提示文章
⁂
平成21年度「法」に関する教育シンポジウム(パネルディスカッション編)

 授業編に引き続き、14:45~16:45、体育館で第2部パネルディスカッションが行なわれました。

テーマ

「今、なぜ『法』に関する教育なのか
           ―学校での取り組みを考える―」

開会挨拶

                       

教育庁指導部長 高野敬三

 社会の内なる活力を引き出すために、新学習指導要領で「法」やきまりの教育の充実がうたわれました。東京都教育委員会も法教育研究推進協議会を設置し、取り組んでおります。本日のシンポジウムをカリキュラム開発の一環として、今後の授業実践に役立てていただければと思います。実践の可能性、方向性など、特に法曹関係者の先生からは基本的に押さえておかなければいけない点をアドバイスいただきたく存じます。

趣旨説明

              

教育庁指導部主任指導主事 相原雄三

 東京都教育委員会では、自由で公正な社会の担い手として主体的に社会の形成に参画する資質・能力を育成するため、昨年度より学校における「法」に関する教育に取り組んでいます。新しい学習指導要領における位置付けに沿い、「法」に関する教育を通して「育てたい児童・生徒像」を次のように考えています。①「法やきまり、ルール」に対する興味・関心をもつ。②「法やきまり、ルール」の基本的理念や意義・役割について知り、理解する。③「法やきまり、ルール」を遵守したり、それを利用して問題の解決を図ることで、主体的に社会の形成に参画しようとする。
⁂
課題 a
次の(i)〜(iii)が提示文章の内容と合っているかを、それぞれ「はい」か「いいえ」で答え、判断の決め手となる提示文章の語句をそのまま引用せよ。(i) 第2部のパネルディスカッションは体育館で行われた。(ii) 東京都教育委員会は今年度から学校における「法」に関する教育に取り組み始めた。(iii) 開会挨拶を行ったのは教育庁指導部主任指導主事である。

表示データ
⁂
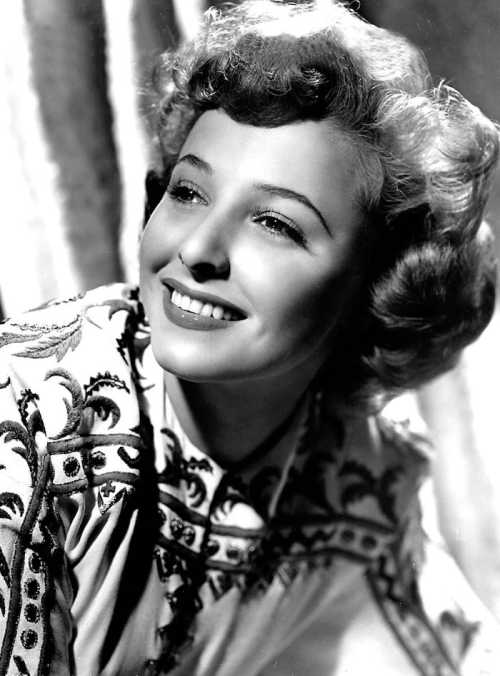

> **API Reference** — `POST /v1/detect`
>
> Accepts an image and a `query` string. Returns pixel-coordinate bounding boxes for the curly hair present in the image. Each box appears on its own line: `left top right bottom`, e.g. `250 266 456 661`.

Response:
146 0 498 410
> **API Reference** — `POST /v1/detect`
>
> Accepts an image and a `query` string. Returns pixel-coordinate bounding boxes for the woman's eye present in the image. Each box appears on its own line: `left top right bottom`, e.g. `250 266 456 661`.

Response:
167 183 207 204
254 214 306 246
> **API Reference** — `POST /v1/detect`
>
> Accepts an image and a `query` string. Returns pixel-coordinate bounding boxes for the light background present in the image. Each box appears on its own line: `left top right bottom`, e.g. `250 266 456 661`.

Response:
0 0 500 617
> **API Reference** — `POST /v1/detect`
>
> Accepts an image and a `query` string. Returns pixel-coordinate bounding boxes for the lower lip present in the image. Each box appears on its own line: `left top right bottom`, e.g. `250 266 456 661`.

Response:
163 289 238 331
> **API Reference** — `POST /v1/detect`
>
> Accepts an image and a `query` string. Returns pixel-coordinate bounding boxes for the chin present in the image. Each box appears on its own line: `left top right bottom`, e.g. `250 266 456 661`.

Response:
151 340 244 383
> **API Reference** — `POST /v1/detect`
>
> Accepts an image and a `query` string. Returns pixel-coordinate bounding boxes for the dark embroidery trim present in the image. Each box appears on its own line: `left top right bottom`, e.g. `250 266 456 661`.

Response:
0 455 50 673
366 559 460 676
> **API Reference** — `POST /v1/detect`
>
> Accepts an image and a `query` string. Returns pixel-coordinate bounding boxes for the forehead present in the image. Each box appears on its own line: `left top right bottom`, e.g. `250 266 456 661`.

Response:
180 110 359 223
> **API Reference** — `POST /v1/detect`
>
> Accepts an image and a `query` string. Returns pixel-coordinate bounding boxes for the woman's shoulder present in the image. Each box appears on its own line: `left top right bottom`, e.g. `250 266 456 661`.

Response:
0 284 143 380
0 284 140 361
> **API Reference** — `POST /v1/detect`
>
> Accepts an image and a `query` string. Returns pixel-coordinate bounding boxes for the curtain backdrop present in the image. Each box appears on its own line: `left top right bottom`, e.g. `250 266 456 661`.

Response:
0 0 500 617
⁂
課題 b
一覧から、文字列「woman」を含む行をすべて抜き出せ。大文字と小文字は区別する。

最終回答 a
(i) はい。「14:45~16:45、体育館で第2部パネルディスカッションが行なわれました」
(ii) いいえ。「昨年度より学校における「法」に関する教育に取り組んでいます」
(iii) いいえ。「教育庁指導部長 高野敬三」

最終回答 b
> Accepts an image and a `query` string. Returns pixel-coordinate bounding boxes for the woman's eye present in the image. Each box appears on its own line: `left top right bottom`, e.g. `250 266 456 661`.
> Accepts an image and a `query` string. Returns pixel-coordinate bounding boxes for the woman's shoulder present in the image. Each box appears on its own line: `left top right bottom`, e.g. `250 266 456 661`.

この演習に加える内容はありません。